Saved data entries:

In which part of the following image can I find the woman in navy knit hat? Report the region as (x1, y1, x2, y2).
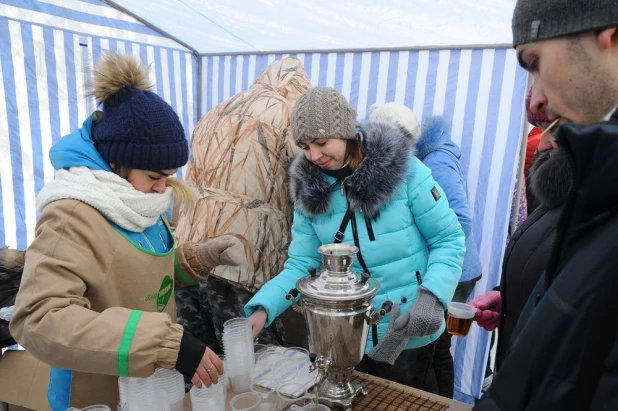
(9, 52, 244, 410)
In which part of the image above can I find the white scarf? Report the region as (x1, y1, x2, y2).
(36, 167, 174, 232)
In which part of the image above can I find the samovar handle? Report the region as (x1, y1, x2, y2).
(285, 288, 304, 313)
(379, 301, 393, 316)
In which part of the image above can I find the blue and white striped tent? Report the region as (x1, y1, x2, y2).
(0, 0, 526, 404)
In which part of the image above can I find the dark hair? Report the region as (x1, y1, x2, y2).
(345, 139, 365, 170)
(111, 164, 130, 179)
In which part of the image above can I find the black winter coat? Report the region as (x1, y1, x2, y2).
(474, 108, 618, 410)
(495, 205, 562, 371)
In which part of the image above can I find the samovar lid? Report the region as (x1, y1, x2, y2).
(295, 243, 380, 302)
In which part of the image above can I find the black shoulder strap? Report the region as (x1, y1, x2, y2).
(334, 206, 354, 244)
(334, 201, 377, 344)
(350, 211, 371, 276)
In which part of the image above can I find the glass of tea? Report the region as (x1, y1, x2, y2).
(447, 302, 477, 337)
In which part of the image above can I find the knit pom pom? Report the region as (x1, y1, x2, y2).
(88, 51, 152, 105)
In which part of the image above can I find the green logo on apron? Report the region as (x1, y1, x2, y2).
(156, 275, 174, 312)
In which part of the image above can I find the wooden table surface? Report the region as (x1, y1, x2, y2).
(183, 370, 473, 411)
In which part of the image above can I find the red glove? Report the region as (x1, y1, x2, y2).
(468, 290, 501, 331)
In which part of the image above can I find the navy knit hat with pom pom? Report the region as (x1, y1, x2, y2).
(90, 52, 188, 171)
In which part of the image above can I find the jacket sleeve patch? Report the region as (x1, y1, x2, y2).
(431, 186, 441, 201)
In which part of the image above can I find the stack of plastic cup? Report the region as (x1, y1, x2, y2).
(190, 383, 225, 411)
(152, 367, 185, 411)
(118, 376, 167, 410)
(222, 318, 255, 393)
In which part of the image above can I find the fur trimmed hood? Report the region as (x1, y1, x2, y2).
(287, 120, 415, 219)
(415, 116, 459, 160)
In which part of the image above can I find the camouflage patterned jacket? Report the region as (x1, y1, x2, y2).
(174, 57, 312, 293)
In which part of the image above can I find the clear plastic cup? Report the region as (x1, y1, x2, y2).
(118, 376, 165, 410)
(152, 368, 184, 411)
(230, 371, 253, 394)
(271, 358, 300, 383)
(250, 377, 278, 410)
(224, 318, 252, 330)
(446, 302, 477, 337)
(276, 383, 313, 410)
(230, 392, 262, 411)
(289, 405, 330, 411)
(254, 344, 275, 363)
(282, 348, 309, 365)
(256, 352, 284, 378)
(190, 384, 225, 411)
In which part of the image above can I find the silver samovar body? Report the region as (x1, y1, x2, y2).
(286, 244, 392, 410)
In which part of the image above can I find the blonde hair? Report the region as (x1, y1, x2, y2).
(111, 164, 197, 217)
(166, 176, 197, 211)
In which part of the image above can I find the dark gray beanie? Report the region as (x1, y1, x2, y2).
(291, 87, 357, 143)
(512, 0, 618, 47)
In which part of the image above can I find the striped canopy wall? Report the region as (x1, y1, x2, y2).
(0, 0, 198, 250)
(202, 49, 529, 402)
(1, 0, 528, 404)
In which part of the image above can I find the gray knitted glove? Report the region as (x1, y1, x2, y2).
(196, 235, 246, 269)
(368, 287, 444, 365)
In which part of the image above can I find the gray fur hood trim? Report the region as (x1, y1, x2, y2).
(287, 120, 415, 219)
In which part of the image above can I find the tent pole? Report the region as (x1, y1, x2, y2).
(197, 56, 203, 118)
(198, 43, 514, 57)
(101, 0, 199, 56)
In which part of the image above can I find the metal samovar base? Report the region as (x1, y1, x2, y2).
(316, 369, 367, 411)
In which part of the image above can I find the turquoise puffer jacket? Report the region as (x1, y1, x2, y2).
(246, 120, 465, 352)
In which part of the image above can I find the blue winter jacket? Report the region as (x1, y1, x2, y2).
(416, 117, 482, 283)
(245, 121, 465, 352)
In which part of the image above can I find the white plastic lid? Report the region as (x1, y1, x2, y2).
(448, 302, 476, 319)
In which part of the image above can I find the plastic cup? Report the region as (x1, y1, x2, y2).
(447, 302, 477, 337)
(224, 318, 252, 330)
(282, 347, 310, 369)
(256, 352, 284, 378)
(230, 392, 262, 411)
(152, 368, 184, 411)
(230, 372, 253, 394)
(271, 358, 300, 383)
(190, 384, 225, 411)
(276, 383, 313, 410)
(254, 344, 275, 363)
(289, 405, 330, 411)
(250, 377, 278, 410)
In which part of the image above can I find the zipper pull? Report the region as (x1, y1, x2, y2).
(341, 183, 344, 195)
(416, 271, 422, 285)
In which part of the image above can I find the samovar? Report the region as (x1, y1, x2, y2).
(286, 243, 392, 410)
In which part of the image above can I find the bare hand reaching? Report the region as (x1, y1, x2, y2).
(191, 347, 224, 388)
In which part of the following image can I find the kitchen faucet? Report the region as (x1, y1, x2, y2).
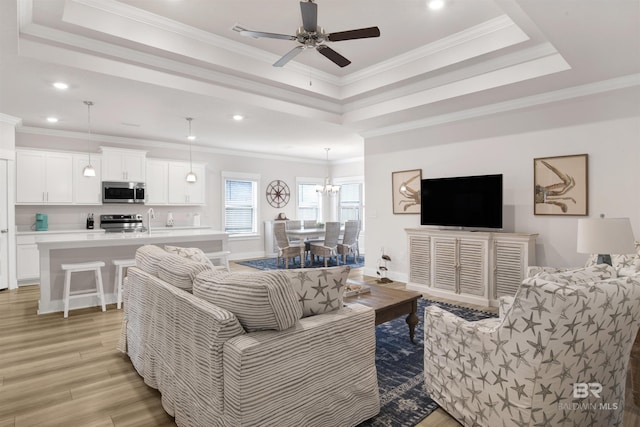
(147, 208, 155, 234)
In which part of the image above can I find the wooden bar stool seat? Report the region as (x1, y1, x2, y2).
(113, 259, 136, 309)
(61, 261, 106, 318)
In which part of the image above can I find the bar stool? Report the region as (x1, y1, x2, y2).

TASK ITEM
Copy the entries above exactly from the line with "find the samovar?" down to their last line, both ends included. Do not copy any pictures.

SOLVED PROBLEM
In which part of the image above can I find the samovar? Report the region as (x1, y1, x2, y2).
(286, 243, 392, 410)
In which part of the image above can I find the bare hand reaching? Report the region as (x1, y1, x2, y2).
(191, 347, 224, 388)
In which part of the following image can I find the kitchen faucet? Report the region as (x1, y1, x2, y2).
(147, 208, 155, 234)
In which part of the image above can I find the wooden bar stool seat? Report the region as (x1, y1, x2, y2).
(113, 259, 136, 309)
(61, 261, 106, 318)
In which part of the image above can I find the bar stool? Report the region as (x1, y1, x2, y2).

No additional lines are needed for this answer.